■ **What the task requires**:
Retype everything from the line containing "Annotate the blue water" down to the end of the items below, keeping every character unchanged.

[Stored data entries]
-- Start --

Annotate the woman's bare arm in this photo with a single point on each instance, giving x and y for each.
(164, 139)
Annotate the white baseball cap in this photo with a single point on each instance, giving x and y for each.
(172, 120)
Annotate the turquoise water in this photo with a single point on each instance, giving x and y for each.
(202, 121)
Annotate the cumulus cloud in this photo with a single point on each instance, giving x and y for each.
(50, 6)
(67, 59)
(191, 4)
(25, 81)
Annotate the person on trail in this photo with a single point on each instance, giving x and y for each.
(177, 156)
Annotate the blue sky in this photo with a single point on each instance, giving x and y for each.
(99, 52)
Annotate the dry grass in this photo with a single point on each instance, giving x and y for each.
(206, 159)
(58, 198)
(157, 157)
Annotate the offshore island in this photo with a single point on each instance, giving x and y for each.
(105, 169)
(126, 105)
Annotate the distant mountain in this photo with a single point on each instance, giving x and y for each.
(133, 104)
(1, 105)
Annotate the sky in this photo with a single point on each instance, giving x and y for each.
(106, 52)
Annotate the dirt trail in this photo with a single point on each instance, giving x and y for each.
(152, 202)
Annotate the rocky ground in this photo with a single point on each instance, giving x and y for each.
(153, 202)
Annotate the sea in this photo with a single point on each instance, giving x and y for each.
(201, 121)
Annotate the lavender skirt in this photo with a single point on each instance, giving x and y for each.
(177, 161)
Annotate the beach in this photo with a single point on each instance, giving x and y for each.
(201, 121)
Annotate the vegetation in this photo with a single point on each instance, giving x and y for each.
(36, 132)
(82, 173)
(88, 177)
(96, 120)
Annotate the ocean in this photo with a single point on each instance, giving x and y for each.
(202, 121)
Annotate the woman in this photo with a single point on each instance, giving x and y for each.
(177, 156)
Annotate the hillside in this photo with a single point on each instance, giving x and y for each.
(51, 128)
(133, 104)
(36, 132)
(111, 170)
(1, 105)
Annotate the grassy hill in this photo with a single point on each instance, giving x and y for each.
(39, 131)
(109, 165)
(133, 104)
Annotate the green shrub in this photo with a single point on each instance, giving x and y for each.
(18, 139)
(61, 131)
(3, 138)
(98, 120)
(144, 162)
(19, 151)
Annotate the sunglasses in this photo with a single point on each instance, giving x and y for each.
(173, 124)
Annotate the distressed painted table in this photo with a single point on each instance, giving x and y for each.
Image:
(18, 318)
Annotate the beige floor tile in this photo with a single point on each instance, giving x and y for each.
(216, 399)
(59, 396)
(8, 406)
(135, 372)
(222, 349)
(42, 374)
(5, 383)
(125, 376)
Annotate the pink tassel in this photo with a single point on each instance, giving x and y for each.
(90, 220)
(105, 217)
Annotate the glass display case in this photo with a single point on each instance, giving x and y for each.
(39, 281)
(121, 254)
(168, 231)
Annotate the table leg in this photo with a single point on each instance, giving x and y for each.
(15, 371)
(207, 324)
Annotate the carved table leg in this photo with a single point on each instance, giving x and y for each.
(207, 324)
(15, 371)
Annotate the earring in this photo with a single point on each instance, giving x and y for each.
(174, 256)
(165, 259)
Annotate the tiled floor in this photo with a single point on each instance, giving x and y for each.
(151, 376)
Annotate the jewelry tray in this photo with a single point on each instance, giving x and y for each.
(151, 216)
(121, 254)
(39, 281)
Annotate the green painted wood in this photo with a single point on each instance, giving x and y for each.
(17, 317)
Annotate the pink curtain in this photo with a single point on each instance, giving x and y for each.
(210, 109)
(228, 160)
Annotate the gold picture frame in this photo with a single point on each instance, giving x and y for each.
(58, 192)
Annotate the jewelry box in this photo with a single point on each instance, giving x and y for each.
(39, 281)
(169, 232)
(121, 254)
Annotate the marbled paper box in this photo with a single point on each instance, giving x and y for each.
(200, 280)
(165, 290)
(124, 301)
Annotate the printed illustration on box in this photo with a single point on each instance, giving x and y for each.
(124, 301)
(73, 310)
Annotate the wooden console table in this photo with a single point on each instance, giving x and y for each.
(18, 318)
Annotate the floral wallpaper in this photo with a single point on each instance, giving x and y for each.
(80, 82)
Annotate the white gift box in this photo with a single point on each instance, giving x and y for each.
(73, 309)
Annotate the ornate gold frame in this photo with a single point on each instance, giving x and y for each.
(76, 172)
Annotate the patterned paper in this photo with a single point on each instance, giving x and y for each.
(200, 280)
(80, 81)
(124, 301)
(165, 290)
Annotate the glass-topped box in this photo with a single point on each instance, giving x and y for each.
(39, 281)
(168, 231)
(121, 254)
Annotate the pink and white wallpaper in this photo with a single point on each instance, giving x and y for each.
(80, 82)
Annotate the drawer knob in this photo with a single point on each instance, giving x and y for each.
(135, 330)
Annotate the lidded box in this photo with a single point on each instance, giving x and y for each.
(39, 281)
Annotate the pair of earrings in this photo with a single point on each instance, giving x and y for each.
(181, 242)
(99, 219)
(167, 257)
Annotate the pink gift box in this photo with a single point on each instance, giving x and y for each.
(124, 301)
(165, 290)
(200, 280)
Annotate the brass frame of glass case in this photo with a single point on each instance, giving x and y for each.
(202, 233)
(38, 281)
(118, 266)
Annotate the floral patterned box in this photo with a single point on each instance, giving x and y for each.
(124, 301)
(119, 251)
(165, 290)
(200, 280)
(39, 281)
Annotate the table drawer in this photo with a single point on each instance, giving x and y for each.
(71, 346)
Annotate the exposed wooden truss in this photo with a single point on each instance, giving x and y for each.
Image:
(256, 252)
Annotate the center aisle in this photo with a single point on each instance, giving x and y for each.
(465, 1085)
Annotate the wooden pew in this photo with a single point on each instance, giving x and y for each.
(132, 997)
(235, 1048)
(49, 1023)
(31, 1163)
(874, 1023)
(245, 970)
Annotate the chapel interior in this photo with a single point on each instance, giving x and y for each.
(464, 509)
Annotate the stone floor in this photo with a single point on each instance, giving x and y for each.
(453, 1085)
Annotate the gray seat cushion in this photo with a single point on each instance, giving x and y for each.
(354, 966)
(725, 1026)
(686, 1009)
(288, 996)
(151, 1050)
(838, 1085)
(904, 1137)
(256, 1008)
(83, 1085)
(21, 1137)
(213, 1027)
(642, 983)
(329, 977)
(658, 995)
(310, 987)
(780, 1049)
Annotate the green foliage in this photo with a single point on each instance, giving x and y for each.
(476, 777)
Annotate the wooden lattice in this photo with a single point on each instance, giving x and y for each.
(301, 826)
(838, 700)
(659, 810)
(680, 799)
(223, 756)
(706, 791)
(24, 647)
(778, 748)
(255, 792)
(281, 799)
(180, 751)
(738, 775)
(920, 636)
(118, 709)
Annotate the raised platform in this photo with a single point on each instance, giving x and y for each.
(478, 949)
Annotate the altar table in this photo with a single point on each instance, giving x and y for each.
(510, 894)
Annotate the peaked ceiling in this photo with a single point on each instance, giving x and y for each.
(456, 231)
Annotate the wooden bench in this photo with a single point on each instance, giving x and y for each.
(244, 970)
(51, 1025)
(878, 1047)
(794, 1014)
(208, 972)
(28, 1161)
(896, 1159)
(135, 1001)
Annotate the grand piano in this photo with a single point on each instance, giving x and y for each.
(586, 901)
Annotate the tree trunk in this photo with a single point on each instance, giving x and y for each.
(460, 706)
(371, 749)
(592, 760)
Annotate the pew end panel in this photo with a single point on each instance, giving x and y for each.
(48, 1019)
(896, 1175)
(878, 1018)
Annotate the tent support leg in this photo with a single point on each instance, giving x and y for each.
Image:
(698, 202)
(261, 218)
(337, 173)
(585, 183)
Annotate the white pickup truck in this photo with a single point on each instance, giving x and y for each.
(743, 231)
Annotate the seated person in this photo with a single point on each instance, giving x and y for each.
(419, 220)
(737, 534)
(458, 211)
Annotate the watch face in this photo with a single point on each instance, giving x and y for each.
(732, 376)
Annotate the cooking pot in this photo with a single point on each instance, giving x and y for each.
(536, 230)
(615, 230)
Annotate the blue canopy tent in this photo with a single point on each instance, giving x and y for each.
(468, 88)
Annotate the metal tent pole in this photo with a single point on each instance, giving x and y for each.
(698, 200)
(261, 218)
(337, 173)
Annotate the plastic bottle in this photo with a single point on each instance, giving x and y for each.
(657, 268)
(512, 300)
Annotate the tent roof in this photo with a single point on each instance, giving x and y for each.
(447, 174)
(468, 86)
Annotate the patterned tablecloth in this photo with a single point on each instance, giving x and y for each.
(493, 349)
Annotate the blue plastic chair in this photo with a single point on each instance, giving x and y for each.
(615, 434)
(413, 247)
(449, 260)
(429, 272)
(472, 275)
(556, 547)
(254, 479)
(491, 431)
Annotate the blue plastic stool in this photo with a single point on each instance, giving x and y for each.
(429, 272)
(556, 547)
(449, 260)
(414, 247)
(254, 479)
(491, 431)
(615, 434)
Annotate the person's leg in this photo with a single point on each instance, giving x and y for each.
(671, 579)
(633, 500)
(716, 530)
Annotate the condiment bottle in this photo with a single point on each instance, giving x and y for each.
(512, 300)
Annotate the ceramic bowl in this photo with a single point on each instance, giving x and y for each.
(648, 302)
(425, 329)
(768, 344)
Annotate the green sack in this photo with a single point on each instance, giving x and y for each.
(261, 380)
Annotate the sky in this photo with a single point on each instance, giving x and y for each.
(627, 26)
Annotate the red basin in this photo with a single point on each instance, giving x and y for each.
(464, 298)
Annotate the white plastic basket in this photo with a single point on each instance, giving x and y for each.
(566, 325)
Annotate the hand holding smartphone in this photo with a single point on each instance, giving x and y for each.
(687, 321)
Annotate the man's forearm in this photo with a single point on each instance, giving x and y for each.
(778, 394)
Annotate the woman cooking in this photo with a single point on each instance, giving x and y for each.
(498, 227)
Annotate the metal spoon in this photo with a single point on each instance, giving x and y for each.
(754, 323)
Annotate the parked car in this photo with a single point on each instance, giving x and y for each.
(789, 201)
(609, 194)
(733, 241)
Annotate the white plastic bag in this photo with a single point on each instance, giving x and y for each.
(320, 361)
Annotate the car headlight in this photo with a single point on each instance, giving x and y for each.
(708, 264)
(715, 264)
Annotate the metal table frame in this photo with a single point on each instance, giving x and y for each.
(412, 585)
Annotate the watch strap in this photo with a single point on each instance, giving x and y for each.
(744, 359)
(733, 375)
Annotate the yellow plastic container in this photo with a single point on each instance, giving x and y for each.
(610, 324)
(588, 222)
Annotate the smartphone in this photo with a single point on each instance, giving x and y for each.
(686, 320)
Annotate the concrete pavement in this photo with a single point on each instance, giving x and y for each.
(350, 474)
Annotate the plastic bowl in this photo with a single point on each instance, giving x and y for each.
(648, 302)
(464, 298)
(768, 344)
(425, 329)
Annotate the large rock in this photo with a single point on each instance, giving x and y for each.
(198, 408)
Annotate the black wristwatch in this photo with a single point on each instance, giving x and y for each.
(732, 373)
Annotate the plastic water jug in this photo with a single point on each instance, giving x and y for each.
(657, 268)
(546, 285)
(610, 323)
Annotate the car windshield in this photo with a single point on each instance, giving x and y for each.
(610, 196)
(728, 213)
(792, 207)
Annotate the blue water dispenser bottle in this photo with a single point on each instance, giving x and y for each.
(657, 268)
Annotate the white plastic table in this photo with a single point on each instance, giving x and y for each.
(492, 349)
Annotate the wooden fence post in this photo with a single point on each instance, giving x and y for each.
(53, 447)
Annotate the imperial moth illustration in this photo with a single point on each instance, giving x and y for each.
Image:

-- End --

■ **Exercise answer**:
Annotate the blue water dispenser bottle in this photo with a single point on each instance, giving x and y for each.
(657, 268)
Annotate the white plastic table in this photo with a single point on each instance, giving x and y for each.
(492, 349)
Annotate the wooden fence post in this photo with a single point on each instance, giving x and y for each.
(53, 447)
Annotate the imperial moth illustration in this photo with a single point on each instance, giving x and y for each.
Image:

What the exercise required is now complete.